-- Excerpt follows --

I. Scope of the Contractual Fee Provision

“Under New York law, a contract that provides for an award of reasonable attorneys' fees to the prevailing party in an action to enforce the contract is enforceable if the contractual language is sufficiently clear.” NetJets Aviation, Inc. v. LHC Commc'ns, LLC, 537 F.3d 168, 175 (2d Cir. 2008) (collecting cases). “[A] written agreement that is complete, clear and unambiguous on its face must be enforced according to the plain meaning of its terms.” Schron v. Troutman Saunders LLP, 20 N.Y.3d 430, 436 (2013) (citation omitted). Parties are free to “agree by contract to permit recovery of attorneys' fees, and a federal court will enforce contractual rights to attorneys' fees if the contract is valid under applicable state law.” McGuire v. Russell Miller, Inc., 1 F.3d 1306, 1313 (2d Cir. 1993).

The district court determined that the OP Defendants breached the CSA, and that Seagrape is entitled to recover attorneys' fees pursuant to Section 12 of the Investment Agreement (the “Fee Provision”), as incorporated into the CSA. The Fee Provision provides:

If, and as often as, this Agreement is referred to any attorney by necessity in order to collect any sum payable hereunder or to defend or enforce any of Investor's rights hereunder, or to commence any action or claim by [Seagrape] against Recipient, Guarantor or the Holding Company relating to this Investment Agreement, Recipient and/or Guarantor shall reimburse Investor for all costs incurred in connection therewith including attorneys' fees (including such fees incurred in appellate, bankruptcy or insolvency proceedings), with or without the institution of any action or proceeding, and in addition to all costs, disbursements and allowances provided by law.
ECF No. 190-4, Press Dec., Investment Agreement § 12. Thus, under the plain terms of the Fee Provision, Seagrape is due any fees and costs incurred to “collect” its debt, “enforce” its rights, or “commence” any action, although the “institution of any action” is not required.

-- Excerpt concluded --

#### Task instructions:
1. Revise the excerpt on the contractual fee provision, starting with "If, and as often" and going on through "provided by law.", so that "Holding Company" reads "Parent Company".
2. According to the excerpt on the contractual fee provision, which section of the Investment Agreement contains the Fee Provision?
The items below the excerpt on the contractual fee provision come from a separate source.

-- Source material follows --

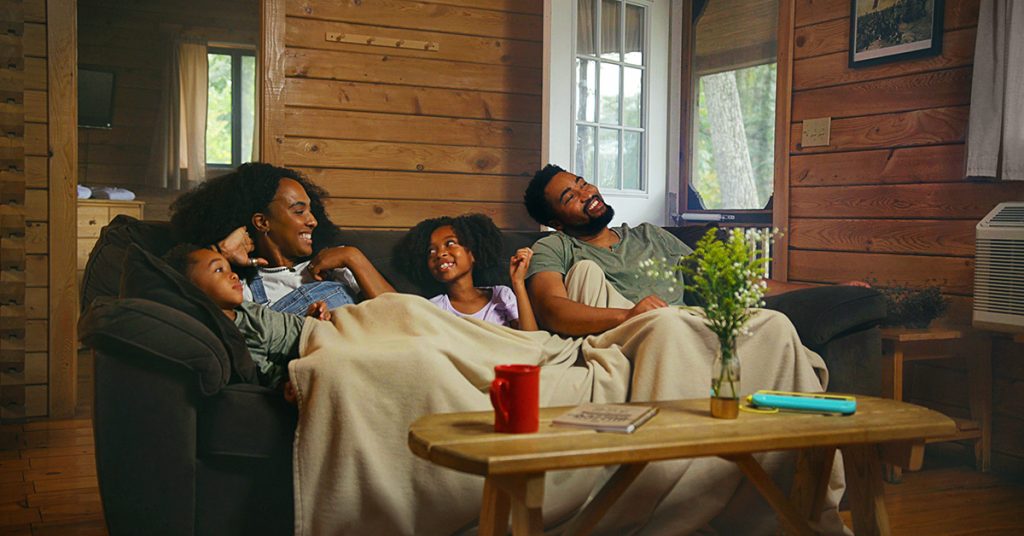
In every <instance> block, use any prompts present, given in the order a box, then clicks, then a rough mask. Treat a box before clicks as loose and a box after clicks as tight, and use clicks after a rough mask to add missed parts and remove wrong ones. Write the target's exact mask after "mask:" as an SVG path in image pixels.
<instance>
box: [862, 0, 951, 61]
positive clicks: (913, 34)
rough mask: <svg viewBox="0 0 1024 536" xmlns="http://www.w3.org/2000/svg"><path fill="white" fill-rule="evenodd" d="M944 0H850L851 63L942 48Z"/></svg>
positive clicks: (900, 58)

-- Source material concluded --

#### Task-by-task answers:
1.
If, and as often as, this Agreement is referred to any attorney by necessity in order to collect any sum payable hereunder or to defend or enforce any of Investor's rights hereunder, or to commence any action or claim by [Seagrape] against Recipient, Guarantor or the Parent Company relating to this Investment Agreement, Recipient and/or Guarantor shall reimburse Investor for all costs incurred in connection therewith including attorneys' fees (including such fees incurred in appellate, bankruptcy or insolvency proceedings), with or without the institution of any action or proceeding, and in addition to all costs, disbursements and allowances provided by law.

2. Section 12